§ **Required task**:
Change "even-odd" to "nonzero" in the listing from the line with "task: give the mask of every instance of the front" to the line with "[[[0,0],[0,30],[48,36],[104,28],[250,32],[250,0]]]", and return only those lines with nothing else altered.

** START Provided entries **

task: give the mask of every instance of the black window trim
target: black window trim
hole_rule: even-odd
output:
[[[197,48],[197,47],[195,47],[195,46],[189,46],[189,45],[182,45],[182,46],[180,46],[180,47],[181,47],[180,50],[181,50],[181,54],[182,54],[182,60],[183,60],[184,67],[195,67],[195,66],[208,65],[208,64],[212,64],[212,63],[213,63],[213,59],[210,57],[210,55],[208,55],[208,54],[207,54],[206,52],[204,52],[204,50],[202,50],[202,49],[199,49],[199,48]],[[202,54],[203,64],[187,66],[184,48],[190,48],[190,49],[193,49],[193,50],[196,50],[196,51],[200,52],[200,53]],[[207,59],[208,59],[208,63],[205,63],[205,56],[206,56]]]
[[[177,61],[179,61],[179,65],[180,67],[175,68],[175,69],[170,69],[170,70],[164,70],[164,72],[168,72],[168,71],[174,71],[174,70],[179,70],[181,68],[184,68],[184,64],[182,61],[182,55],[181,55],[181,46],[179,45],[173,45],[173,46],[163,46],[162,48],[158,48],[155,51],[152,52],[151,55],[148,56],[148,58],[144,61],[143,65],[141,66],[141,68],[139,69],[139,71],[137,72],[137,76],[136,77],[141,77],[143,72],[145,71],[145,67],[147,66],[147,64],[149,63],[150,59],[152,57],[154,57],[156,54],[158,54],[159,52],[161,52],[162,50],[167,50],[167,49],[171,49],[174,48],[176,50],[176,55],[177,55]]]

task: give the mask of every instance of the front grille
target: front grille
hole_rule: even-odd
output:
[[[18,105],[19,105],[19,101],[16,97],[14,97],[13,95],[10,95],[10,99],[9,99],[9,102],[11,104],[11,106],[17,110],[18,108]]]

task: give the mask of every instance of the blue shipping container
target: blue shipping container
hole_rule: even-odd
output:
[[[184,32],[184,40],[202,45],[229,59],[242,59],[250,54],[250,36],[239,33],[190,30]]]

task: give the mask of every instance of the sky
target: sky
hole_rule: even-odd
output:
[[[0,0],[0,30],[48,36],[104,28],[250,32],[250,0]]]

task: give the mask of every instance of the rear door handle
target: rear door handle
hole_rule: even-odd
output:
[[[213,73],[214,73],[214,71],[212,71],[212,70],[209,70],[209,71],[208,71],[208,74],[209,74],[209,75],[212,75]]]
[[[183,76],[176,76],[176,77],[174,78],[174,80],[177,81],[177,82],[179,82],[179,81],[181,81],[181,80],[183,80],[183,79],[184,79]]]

** END Provided entries **
** START Provided entries **

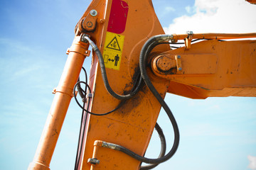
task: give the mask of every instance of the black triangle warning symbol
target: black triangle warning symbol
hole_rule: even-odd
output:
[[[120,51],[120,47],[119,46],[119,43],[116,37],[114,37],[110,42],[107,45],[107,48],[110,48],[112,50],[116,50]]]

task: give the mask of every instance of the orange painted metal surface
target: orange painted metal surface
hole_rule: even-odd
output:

** END Provided entries **

§ **Solution**:
task: give the mask of every instance of the front grille
target: front grille
hole_rule: nonzero
output:
[[[18,105],[19,105],[19,101],[16,97],[14,97],[13,95],[10,95],[10,99],[9,99],[9,102],[11,104],[11,106],[17,110],[18,108]]]

task: give the mask of every instance of the blue shipping container
target: blue shipping container
hole_rule: nonzero
output:
[[[184,32],[184,40],[202,45],[229,59],[242,59],[250,54],[250,36],[239,33],[190,30]]]

task: give the mask of every instance of the sky
target: sky
hole_rule: nonzero
output:
[[[0,0],[0,30],[48,36],[104,28],[250,32],[250,0]]]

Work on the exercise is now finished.